**GIVEN RECORDS**
****

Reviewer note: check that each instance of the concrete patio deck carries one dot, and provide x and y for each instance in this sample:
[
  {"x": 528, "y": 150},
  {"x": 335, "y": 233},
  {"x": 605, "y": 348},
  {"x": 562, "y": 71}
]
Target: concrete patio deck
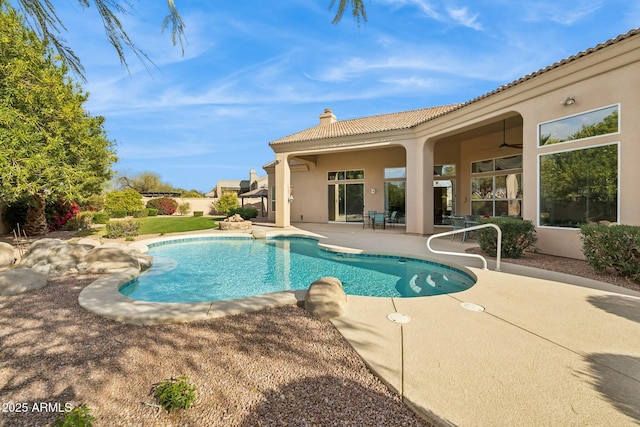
[
  {"x": 543, "y": 351},
  {"x": 548, "y": 349}
]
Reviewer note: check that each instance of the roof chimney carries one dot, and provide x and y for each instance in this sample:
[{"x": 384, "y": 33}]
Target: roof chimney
[{"x": 327, "y": 117}]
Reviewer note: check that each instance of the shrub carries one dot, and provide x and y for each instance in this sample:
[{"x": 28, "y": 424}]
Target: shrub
[
  {"x": 184, "y": 208},
  {"x": 116, "y": 229},
  {"x": 245, "y": 213},
  {"x": 78, "y": 417},
  {"x": 101, "y": 217},
  {"x": 164, "y": 205},
  {"x": 123, "y": 200},
  {"x": 517, "y": 236},
  {"x": 175, "y": 393},
  {"x": 118, "y": 214},
  {"x": 81, "y": 221},
  {"x": 141, "y": 214},
  {"x": 227, "y": 202},
  {"x": 614, "y": 247},
  {"x": 58, "y": 214},
  {"x": 192, "y": 194}
]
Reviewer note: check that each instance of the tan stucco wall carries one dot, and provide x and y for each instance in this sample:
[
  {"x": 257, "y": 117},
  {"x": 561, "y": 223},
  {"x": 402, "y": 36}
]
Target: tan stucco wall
[
  {"x": 310, "y": 188},
  {"x": 605, "y": 77},
  {"x": 3, "y": 228}
]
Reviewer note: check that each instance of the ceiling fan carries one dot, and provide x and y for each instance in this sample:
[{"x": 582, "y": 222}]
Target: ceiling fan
[{"x": 504, "y": 139}]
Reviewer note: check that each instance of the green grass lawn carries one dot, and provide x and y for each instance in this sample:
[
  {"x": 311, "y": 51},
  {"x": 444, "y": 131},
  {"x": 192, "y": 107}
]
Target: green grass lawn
[
  {"x": 175, "y": 224},
  {"x": 163, "y": 225}
]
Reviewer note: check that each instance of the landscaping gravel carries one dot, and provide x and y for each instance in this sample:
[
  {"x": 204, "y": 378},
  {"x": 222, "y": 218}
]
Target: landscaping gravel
[{"x": 277, "y": 367}]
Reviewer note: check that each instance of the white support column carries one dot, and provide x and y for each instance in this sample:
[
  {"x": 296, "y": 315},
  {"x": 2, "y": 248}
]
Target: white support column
[
  {"x": 414, "y": 193},
  {"x": 419, "y": 192},
  {"x": 283, "y": 185},
  {"x": 427, "y": 187}
]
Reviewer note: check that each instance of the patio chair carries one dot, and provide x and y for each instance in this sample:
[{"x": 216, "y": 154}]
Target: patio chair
[
  {"x": 368, "y": 218},
  {"x": 378, "y": 218}
]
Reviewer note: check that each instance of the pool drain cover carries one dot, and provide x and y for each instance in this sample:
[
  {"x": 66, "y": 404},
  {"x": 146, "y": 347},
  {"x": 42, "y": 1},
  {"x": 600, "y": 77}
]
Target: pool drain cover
[
  {"x": 399, "y": 318},
  {"x": 471, "y": 306}
]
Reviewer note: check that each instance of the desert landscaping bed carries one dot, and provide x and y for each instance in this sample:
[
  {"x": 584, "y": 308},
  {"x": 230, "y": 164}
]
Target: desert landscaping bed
[{"x": 275, "y": 367}]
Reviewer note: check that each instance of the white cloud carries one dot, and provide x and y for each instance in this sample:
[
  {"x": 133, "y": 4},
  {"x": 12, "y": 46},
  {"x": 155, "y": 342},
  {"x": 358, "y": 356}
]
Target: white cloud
[
  {"x": 560, "y": 13},
  {"x": 463, "y": 17}
]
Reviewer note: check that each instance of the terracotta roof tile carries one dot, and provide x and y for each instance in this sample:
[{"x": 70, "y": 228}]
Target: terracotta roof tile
[{"x": 364, "y": 125}]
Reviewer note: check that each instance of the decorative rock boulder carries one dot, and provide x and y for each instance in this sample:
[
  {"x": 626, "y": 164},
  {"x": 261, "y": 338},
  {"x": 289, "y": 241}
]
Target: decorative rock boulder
[
  {"x": 7, "y": 255},
  {"x": 54, "y": 251},
  {"x": 326, "y": 299},
  {"x": 19, "y": 280}
]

****

**YOUR ASSIGNMENT**
Give back the material above exactly as it appears, minus the pictures.

**RESULT OF THE TASK**
Reviewer note: check that each instance of the concrete patio deck carries one dot, and provide x and y for each instance in this sample:
[
  {"x": 528, "y": 150},
  {"x": 335, "y": 233},
  {"x": 605, "y": 348},
  {"x": 562, "y": 71}
]
Target: concrete patio deck
[
  {"x": 543, "y": 351},
  {"x": 548, "y": 349}
]
Reviewer note: check that each instance of the roof chimney carries one dot, and provide x and y for each instance in this sample:
[{"x": 384, "y": 33}]
Target: roof chimney
[{"x": 327, "y": 117}]
Reviewer note: check that each instance of the shrub carries one dot, and provide x and y for each instance in this sample:
[{"x": 28, "y": 424}]
Target: shrub
[
  {"x": 184, "y": 208},
  {"x": 116, "y": 229},
  {"x": 245, "y": 213},
  {"x": 78, "y": 417},
  {"x": 101, "y": 217},
  {"x": 164, "y": 205},
  {"x": 123, "y": 200},
  {"x": 517, "y": 236},
  {"x": 175, "y": 393},
  {"x": 118, "y": 214},
  {"x": 81, "y": 221},
  {"x": 141, "y": 214},
  {"x": 227, "y": 202},
  {"x": 614, "y": 247},
  {"x": 58, "y": 214},
  {"x": 192, "y": 194}
]
Reviewer note: check that each instance of the tan stucco wall carries one dot, and provide x and y for each instance in this sample:
[
  {"x": 257, "y": 117},
  {"x": 561, "y": 223},
  {"x": 402, "y": 36}
]
Target: tan stucco wall
[
  {"x": 310, "y": 188},
  {"x": 605, "y": 77},
  {"x": 3, "y": 228}
]
Reviewer note: check that each instance of the ceiling fan carries one dot, and provide x and y for each instance in this sample:
[{"x": 582, "y": 222}]
Target: ceiling fan
[{"x": 504, "y": 139}]
Reviewer note: check that each instance of the green grass lawn carries one dot, and provide x and y for each instance in this sample:
[
  {"x": 311, "y": 51},
  {"x": 444, "y": 131},
  {"x": 192, "y": 107}
]
Target: green grass lawn
[
  {"x": 175, "y": 224},
  {"x": 163, "y": 225}
]
Reviewer note: check that each instance of the landscaping gravel carries one dot, and provide x and y for each instance in this sample:
[
  {"x": 204, "y": 378},
  {"x": 222, "y": 218}
]
Target: landscaping gravel
[{"x": 277, "y": 367}]
Reviewer note: check that each instance of the white support column carries one dot, and provide x and y for each instance in this sample:
[
  {"x": 296, "y": 315},
  {"x": 2, "y": 248}
]
Target: white support column
[
  {"x": 414, "y": 193},
  {"x": 419, "y": 192},
  {"x": 283, "y": 185},
  {"x": 427, "y": 187}
]
Reviewer note: check that each instance of the patio chair carries one dot, and provide x and y for each instance in this sample:
[{"x": 216, "y": 154}]
Target: patio chair
[
  {"x": 368, "y": 218},
  {"x": 378, "y": 218}
]
Reviewer note: check that each instance of the pool drain cover carries one dot, and provide x and y for each instance in this sample:
[
  {"x": 66, "y": 404},
  {"x": 146, "y": 347},
  {"x": 42, "y": 1},
  {"x": 600, "y": 77}
]
Target: pool drain cover
[
  {"x": 399, "y": 318},
  {"x": 471, "y": 306}
]
Reviewer note: check that each instance of the desert landscaping bed carries one dot, and provide x and y for each instance in this sample:
[
  {"x": 584, "y": 308},
  {"x": 230, "y": 164}
]
Target: desert landscaping bed
[{"x": 275, "y": 367}]
Reviewer note: check that each instance of the white cloud carries one dot, and provide x and y for each instance in this sample:
[
  {"x": 133, "y": 4},
  {"x": 12, "y": 46},
  {"x": 155, "y": 342},
  {"x": 358, "y": 356}
]
Target: white cloud
[
  {"x": 560, "y": 13},
  {"x": 463, "y": 17}
]
Reviewer note: check that each instance of the terracotta roof tile carries one dot, and provide x and y for each instance in this sample:
[{"x": 70, "y": 228}]
Target: terracotta roof tile
[{"x": 364, "y": 125}]
Reviewer note: check that each instance of the decorative rock boulder carries one dot, and provide x and y for each instance in this sample:
[
  {"x": 626, "y": 164},
  {"x": 261, "y": 338},
  {"x": 289, "y": 241}
]
Target: decorative rock boulder
[
  {"x": 7, "y": 255},
  {"x": 54, "y": 251},
  {"x": 326, "y": 299},
  {"x": 19, "y": 280}
]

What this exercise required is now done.